SOURCE DOCUMENT ::
--*--

Unions should be constructive partners in growth: Amartya Sen
Unions should be constructive partners in the growth of institutions to play a meaningful role in society, according to Nobel laureate and eminent economist Amartya Sen.Updated: Aug 06, 2009, 10:54 IST
Unions should be constructive partners in the growth of institutions to play a meaningful role in society, according to Nobel laureate and eminent economist Amartya Sen.
"The life of nearly everybody is affected by the activities of unions, be it primary schools, or other institutions. The unions must play a meaningful role," Sen said while delivering the third Penguin Annual Lecture on "Justice and India" here Wednesday evening.
Dwelling on the role of trade unions in guaranteeing justice to the workers, Sen said they tend to generate two divergent views. "Some say unions are misused. They should not be there. Those who support unions say there is no need for alterations, however narrow they may be."
"I claim that unions should be a kind of constructive partner to the organisations," he said.
Sen regretted the basic issues of people like social deprivation and lack of rudimentary facilities were not being highlighted by political parties.
"Justice demands removal of this tremendous deprivation from the world we live in... But what is amazing is the politicians' quiet acceptance without a little murmur of the persistent deprivation of facilities... the social deprivation," he said.

--*--

ASSIGNED TASK 1 ::
Do these statements agree with the Amartya Sen article? Answer yes or no for each, and quote the words of the article that decide it.
(a) Sen gave his lecture on a Wednesday evening.
(b) The talk was the second Penguin Annual Lecture.
(c) Sen said politicians had loudly protested the lack of basic facilities.
ASSIGNED TASK 2 :: Pick up the Amartya Sen article after its last paragraph and write the next few sentences.

--*--

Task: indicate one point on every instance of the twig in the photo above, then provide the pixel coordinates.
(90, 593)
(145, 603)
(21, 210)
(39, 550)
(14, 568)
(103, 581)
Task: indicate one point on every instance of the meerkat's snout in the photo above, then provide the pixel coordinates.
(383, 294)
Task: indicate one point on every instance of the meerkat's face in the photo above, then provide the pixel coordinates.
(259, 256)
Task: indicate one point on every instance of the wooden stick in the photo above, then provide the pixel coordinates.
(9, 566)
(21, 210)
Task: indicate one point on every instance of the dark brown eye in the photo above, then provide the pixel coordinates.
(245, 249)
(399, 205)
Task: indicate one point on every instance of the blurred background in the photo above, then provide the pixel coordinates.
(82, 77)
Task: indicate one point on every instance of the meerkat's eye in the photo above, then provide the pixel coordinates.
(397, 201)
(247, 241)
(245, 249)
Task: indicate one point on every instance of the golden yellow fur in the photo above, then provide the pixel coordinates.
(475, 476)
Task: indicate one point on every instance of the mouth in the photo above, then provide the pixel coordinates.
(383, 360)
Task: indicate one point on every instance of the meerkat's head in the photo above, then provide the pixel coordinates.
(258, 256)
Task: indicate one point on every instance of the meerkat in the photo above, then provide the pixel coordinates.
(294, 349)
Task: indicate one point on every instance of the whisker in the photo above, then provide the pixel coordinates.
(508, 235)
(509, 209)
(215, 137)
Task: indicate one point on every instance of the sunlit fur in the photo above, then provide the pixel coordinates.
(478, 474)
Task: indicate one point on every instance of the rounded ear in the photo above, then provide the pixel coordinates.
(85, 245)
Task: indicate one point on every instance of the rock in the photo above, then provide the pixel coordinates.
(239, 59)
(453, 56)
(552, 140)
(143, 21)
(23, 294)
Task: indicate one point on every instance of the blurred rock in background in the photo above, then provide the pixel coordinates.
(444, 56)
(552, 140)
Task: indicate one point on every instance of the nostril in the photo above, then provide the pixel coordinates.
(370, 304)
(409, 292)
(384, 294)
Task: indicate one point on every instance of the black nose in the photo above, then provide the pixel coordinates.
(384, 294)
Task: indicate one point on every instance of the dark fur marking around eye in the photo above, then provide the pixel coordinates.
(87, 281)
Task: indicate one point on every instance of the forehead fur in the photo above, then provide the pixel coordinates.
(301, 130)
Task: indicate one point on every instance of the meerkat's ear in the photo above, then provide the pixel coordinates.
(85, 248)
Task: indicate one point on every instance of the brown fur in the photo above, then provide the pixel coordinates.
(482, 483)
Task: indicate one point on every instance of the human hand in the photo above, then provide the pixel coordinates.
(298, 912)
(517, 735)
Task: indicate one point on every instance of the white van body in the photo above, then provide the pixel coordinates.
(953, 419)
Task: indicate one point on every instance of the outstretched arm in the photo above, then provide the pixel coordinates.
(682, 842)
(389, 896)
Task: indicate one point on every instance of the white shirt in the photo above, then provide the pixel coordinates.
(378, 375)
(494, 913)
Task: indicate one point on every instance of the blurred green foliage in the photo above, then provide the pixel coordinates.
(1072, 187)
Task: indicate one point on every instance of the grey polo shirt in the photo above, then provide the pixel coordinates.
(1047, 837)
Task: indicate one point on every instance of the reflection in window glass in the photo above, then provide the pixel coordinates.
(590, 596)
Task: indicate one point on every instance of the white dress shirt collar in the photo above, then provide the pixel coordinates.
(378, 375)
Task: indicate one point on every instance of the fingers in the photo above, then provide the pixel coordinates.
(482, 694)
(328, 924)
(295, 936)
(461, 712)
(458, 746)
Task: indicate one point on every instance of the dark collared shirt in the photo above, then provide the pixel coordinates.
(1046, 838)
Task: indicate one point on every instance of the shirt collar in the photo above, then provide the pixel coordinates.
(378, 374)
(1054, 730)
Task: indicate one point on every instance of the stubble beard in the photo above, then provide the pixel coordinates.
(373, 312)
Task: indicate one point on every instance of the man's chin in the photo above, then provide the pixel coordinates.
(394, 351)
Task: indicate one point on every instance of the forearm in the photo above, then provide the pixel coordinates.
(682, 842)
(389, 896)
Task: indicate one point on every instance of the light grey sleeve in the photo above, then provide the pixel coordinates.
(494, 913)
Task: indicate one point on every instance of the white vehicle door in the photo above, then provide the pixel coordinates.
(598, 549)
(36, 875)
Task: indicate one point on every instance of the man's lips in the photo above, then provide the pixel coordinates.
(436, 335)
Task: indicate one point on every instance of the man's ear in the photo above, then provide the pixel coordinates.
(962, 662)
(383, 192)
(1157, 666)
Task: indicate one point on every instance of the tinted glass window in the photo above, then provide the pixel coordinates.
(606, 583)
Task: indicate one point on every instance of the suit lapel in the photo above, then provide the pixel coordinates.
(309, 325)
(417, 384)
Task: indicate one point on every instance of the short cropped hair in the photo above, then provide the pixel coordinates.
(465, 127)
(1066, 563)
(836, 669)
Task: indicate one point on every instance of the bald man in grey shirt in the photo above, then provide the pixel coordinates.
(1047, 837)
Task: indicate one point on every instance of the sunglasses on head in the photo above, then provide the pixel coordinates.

--*--

TASK ANSWER 1 ::
(a) Yes: "here Wednesday evening"
(b) No: "the third Penguin Annual Lecture"
(c) No: "the politicians' quiet acceptance without a little murmur of the persistent deprivation of facilities"

TASK ANSWER 2 ::
According to the world renowned academic, continued child malnourishment, absence of basic schooling, gender inequity, maternal malnourishment, lack of medical facilities and deficiency in providing essential services constitute the real issues.
"But the stress is on issues like pollution problems or land acquisition or agitation against the India-US Civil nuclear deal," he said.
Participating in an interaction shortly after the lecture, Sen lauded the mature way in which the residents of Mumbai reacted to the terrorist strike last November.
Drawing a contrast between the incidents in the aftermath of the Babri mosque demolition of 1992 and the Mumbai terror attack, he said: "When the Babri Masjid incident happened, we were unprepared. We did not have any opportunity to regroup.
"But after Mumbai everyone was protesting against foreign terrorists coming to India and not on domestic factors. And I know for certain that as we make more and more use of reason, it matures us."
Sen also expressed disappointment over Gujarat -- the scene of the devastating communal riots in 2002 -- not voting the way the rest of India did in the 2009 general elections.